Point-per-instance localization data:

*** Block opens ***

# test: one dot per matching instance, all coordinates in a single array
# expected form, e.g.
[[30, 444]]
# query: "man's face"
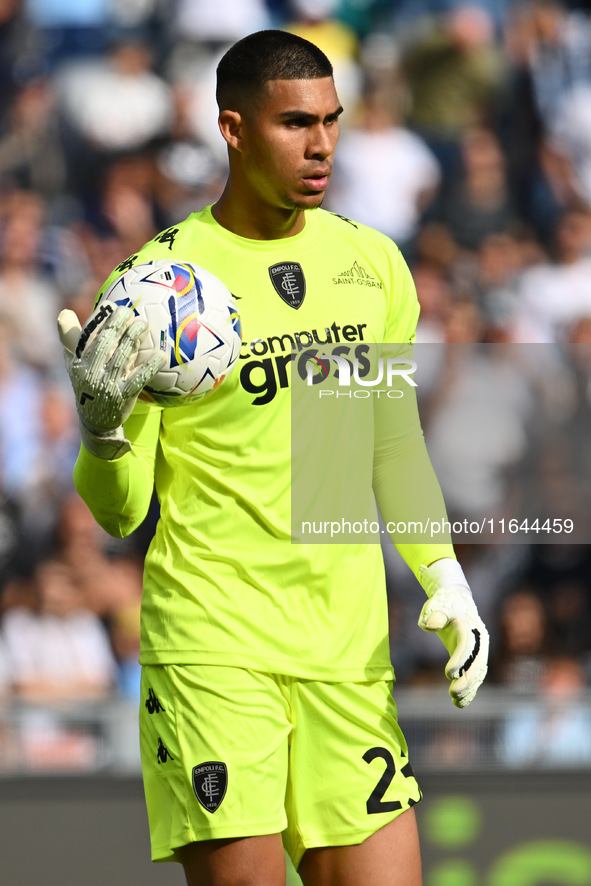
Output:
[[288, 142]]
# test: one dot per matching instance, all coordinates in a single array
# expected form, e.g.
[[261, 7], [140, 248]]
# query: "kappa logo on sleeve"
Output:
[[210, 782], [289, 282]]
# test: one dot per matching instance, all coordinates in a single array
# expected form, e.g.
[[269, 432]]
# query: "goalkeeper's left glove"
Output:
[[107, 375], [451, 612]]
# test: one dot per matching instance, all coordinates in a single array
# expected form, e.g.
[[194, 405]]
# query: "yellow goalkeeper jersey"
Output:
[[223, 582]]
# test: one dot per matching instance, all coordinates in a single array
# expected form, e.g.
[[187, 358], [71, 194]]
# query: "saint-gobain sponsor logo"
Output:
[[388, 371]]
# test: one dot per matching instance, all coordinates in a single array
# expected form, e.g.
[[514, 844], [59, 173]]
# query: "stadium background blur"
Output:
[[467, 138]]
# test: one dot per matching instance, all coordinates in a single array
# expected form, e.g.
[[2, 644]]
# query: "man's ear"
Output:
[[230, 123]]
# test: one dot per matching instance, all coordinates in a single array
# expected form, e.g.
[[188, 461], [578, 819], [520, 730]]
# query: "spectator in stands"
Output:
[[109, 106], [552, 295], [455, 76], [479, 202], [384, 174], [58, 649], [519, 659], [28, 298], [552, 729]]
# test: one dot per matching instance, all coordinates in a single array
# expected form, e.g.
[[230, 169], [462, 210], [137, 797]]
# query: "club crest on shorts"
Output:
[[289, 282], [210, 782]]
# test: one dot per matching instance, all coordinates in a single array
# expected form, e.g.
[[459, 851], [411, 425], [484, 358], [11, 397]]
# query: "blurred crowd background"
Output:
[[466, 137]]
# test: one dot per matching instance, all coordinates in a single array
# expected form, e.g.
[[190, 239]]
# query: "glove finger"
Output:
[[461, 650], [69, 329], [142, 375], [100, 335], [433, 621], [126, 348], [463, 690], [468, 676]]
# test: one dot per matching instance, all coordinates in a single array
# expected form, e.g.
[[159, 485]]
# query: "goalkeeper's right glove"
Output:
[[102, 362], [451, 612]]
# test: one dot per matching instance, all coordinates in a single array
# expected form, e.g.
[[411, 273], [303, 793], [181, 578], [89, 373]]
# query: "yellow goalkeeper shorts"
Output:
[[230, 753]]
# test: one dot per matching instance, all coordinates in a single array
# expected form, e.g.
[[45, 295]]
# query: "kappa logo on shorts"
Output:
[[289, 282], [210, 782]]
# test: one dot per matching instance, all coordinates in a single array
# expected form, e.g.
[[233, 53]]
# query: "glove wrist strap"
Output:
[[110, 445], [442, 573]]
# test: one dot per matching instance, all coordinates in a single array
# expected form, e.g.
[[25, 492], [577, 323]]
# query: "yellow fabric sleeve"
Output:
[[405, 485], [119, 492]]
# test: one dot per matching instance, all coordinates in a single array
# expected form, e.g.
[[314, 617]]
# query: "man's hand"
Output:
[[102, 362], [451, 612]]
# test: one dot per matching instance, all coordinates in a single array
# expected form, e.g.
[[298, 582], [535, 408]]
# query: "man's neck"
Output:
[[257, 223]]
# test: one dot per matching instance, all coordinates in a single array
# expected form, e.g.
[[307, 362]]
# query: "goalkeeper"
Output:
[[267, 717]]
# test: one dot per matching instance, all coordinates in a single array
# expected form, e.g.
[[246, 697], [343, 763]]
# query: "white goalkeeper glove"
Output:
[[101, 360], [451, 612]]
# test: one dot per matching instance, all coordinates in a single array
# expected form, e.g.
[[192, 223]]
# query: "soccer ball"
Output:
[[192, 318]]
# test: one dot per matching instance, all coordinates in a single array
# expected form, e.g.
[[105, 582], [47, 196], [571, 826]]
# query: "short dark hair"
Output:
[[249, 64]]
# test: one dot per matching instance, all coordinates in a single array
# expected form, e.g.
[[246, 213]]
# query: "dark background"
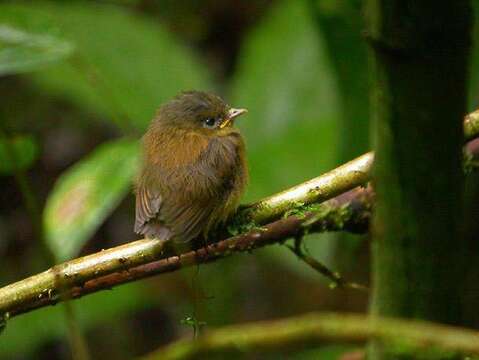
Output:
[[77, 90]]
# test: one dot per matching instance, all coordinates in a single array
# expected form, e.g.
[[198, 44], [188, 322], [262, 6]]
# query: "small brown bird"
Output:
[[194, 168]]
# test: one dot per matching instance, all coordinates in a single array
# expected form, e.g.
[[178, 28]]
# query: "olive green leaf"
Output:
[[86, 194]]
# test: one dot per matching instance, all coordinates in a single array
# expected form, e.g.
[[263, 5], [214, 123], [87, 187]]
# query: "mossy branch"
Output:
[[405, 336], [138, 259]]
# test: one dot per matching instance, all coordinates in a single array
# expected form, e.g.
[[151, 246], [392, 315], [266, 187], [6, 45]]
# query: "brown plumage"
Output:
[[194, 169]]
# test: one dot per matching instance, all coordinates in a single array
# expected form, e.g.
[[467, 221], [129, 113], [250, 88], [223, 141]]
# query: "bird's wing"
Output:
[[148, 205], [189, 195]]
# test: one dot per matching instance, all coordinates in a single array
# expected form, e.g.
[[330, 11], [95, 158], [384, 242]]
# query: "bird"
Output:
[[193, 171]]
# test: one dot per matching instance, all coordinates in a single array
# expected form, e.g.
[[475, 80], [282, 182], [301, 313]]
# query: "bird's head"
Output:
[[198, 111]]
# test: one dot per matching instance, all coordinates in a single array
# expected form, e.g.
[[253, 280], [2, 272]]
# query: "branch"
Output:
[[133, 261], [142, 258], [407, 336]]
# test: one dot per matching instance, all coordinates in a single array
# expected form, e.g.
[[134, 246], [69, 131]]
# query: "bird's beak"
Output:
[[232, 114]]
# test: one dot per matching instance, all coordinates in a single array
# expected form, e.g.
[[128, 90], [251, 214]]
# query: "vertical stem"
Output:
[[419, 57]]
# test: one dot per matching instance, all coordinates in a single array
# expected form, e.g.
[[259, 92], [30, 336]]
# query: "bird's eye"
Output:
[[209, 122]]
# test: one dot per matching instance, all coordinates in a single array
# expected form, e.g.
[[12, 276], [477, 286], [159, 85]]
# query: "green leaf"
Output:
[[17, 153], [21, 51], [86, 194], [125, 66], [287, 83], [26, 334]]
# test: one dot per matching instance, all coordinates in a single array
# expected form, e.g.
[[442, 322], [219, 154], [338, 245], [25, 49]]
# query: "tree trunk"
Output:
[[420, 55]]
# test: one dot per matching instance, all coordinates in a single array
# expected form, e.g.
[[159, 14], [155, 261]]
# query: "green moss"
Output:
[[469, 164]]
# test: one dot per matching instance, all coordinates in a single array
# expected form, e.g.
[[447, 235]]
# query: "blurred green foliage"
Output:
[[21, 51], [86, 194], [17, 153]]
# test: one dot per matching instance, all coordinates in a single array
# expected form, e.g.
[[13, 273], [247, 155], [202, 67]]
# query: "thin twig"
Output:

*** Block closes ***

TASK ITEM —
The answer must restate each entry word for word and contain no images.

TASK RESPONSE —
# test: one dot per matching instance, all coordinates in a single array
# expected form, e.g.
[[30, 444]]
# query: "man's face"
Output:
[[288, 142]]
# test: one dot per matching instance, all coordinates in a single array
# expected form, e.g.
[[261, 7], [140, 248]]
# query: "kappa logo on sleeve"
Output:
[[210, 782], [289, 282]]
# test: one dot per matching instance, all coordinates in a single array
# expected form, e.g.
[[269, 432]]
# query: "goalkeeper's left glove"
Output:
[[107, 375], [451, 612]]
# test: one dot per matching instance, all coordinates in a single array
# expected form, e.g.
[[194, 405]]
# query: "yellow goalkeeper jersey"
Output:
[[223, 582]]
# test: one dot per matching instance, all coordinates in a single array
# expected form, e.g.
[[187, 358], [71, 194]]
# query: "saint-gobain sponsor logo"
Output:
[[388, 371]]
# test: one dot per matching instance, all coordinates in a single array
# expected form, e.g.
[[514, 844], [59, 173]]
# query: "stadium background blur"
Output:
[[467, 138]]
# test: one dot per matching instance, all coordinates in a single array
# expected form, e.g.
[[2, 644]]
# query: "man's ear"
Output:
[[230, 123]]
# test: one dot per matching instance, all coordinates in a single array
# expected form, e.g.
[[188, 461], [578, 819], [520, 730]]
# query: "spectator in stands"
Output:
[[109, 106], [552, 295], [455, 76], [479, 202], [384, 174], [58, 649], [519, 659], [28, 298], [552, 729]]
# test: one dot per matching instance, all coordinates in a single array
# expected form, e.g.
[[230, 169], [462, 210], [137, 797]]
# query: "club crest on shorts"
Output:
[[289, 282], [210, 782]]
# test: one dot per matching instance, all coordinates in a single array
# expected form, e.g.
[[459, 851], [411, 425], [484, 358], [11, 397]]
# query: "blurred crowd background"
Output:
[[466, 137]]
# test: one dot per matching instance, all coordinates in a single array
# expected form, e.g.
[[190, 239]]
# query: "glove finger"
Output:
[[461, 650], [69, 329], [142, 375], [100, 335], [433, 621], [126, 348], [463, 690], [468, 676]]
# test: one dot per matching instance, all coordinates in a single array
# expected form, e.g.
[[159, 485]]
# query: "goalkeeper's right glove"
Output:
[[102, 362], [451, 612]]
# test: one dot per matching instance, all coordinates in a single array
# expected form, e.g.
[[411, 273], [303, 793], [181, 578], [89, 373]]
# query: "yellow goalkeeper shorts"
Output:
[[230, 753]]
# test: one dot per matching instance, all coordinates in a single array
# expected form, e.g.
[[45, 295]]
# query: "kappa logo on shorts"
Output:
[[289, 282], [210, 782]]
# test: one dot per matching instance, all coordinates in a single array
# expected form, e.g.
[[233, 53]]
# query: "glove wrist strap"
Output:
[[110, 445], [442, 573]]
# test: one dot per matching instance, all coordinates in a single array
# expected form, e.g.
[[25, 492], [577, 323]]
# query: "yellow fabric sleeve"
Output:
[[405, 485], [119, 492]]
# test: one dot per matching instance, all coordinates in a single array
# expected form, e.g.
[[314, 617]]
# query: "man's hand"
Output:
[[102, 362], [451, 612]]
# test: one dot per matching instance, all coordinates in a single array
# expected form, e.g.
[[298, 582], [535, 408]]
# query: "man's neck"
Output:
[[257, 223]]
# test: one dot per matching instance, all coordinates in a single array
# expected form, e.g.
[[307, 362]]
# query: "goalkeeper"
Output:
[[267, 717]]
# test: one dot per matching instance, all coordinates in a single array
# expected form, e.g.
[[246, 697], [343, 763]]
# query: "white goalkeeper glove"
Output:
[[101, 360], [451, 612]]
# test: one dot per matching instance, all coordinates in a single array
# expected form, e.g.
[[192, 223]]
# query: "soccer ball"
Output:
[[192, 318]]
# test: one dot per matching instance, all coordinates in a single array
# expected form, e.g.
[[105, 582], [47, 196], [571, 826]]
# query: "short dark hair"
Output:
[[249, 64]]
# test: one dot per matching instance, all coordinates in a single array
# expected form, e.g.
[[246, 213]]
# query: "dark background"
Output:
[[77, 90]]
# test: one dot per matching instance, all coordinates in a single array
# expected form, e.g.
[[198, 44], [188, 322], [262, 6]]
# query: "small brown bird"
Output:
[[194, 168]]
# test: one dot per matching instance, all coordinates in a single array
# expected form, e.g.
[[178, 28]]
# query: "olive green leaf"
Output:
[[86, 194]]
# test: one dot per matching instance, all coordinates in a single array
# expected form, e.g.
[[263, 5], [214, 123], [87, 187]]
# query: "mossy branch"
Output:
[[405, 336], [138, 259]]
# test: one dot per matching instance, all coordinates in a single array
# expected form, e.g.
[[151, 246], [392, 315], [266, 187], [6, 45]]
# query: "brown plumage"
Output:
[[194, 169]]
# test: one dot per matching instance, all coordinates in a single array
# expected form, e.g.
[[467, 221], [129, 113], [250, 88], [223, 141]]
# query: "bird's wing"
Output:
[[148, 205], [189, 195]]
# test: one dot per matching instance, all coordinates in a single array
# expected form, e.g.
[[330, 11], [95, 158], [384, 242]]
# query: "bird"
Output:
[[193, 171]]
# test: one dot per matching instance, all coordinates in a single array
# expected form, e.g.
[[475, 80], [282, 182], [301, 313]]
# query: "bird's head"
Output:
[[198, 111]]
# test: one dot per matching instance, all coordinates in a single array
# expected form, e.g.
[[253, 280], [2, 272]]
# query: "branch"
Output:
[[133, 261], [142, 258], [407, 336]]
# test: one dot per matching instance, all coordinates in a single array
# expected form, e.g.
[[134, 246], [69, 131]]
# query: "bird's beak"
Output:
[[232, 114]]
# test: one dot per matching instance, all coordinates in a single array
# expected form, e.g.
[[128, 90], [251, 214]]
# query: "vertical stem"
Output:
[[419, 57]]
# test: one dot per matching instance, all coordinates in a single array
# expected form, e.g.
[[259, 92], [30, 336]]
# query: "bird's eye"
Output:
[[209, 122]]
# test: one dot per matching instance, all coordinates in a single array
# expected form, e.g.
[[12, 276], [477, 286], [159, 85]]
# query: "green leaf"
Output:
[[17, 153], [21, 51], [86, 194], [125, 66], [287, 83], [26, 334]]
# test: one dot per matching instance, all coordinates in a single array
# expected form, e.g.
[[442, 322], [219, 154], [338, 245], [25, 49]]
# query: "tree trunk"
Output:
[[420, 55]]
# test: one dot per matching instance, all coordinates in a single array
# expected form, e.g.
[[159, 14], [155, 261]]
# query: "green moss"
Output:
[[469, 164]]
# test: one dot per matching instance, all coordinates in a single array
# expected form, e.g.
[[447, 235]]
# query: "blurred green foliage"
Output:
[[21, 51], [86, 194], [17, 153]]
# test: one dot per matching instance, all coordinates in a single array
# expected form, e.g.
[[13, 273], [247, 155], [202, 67]]
# query: "thin twig"
Output:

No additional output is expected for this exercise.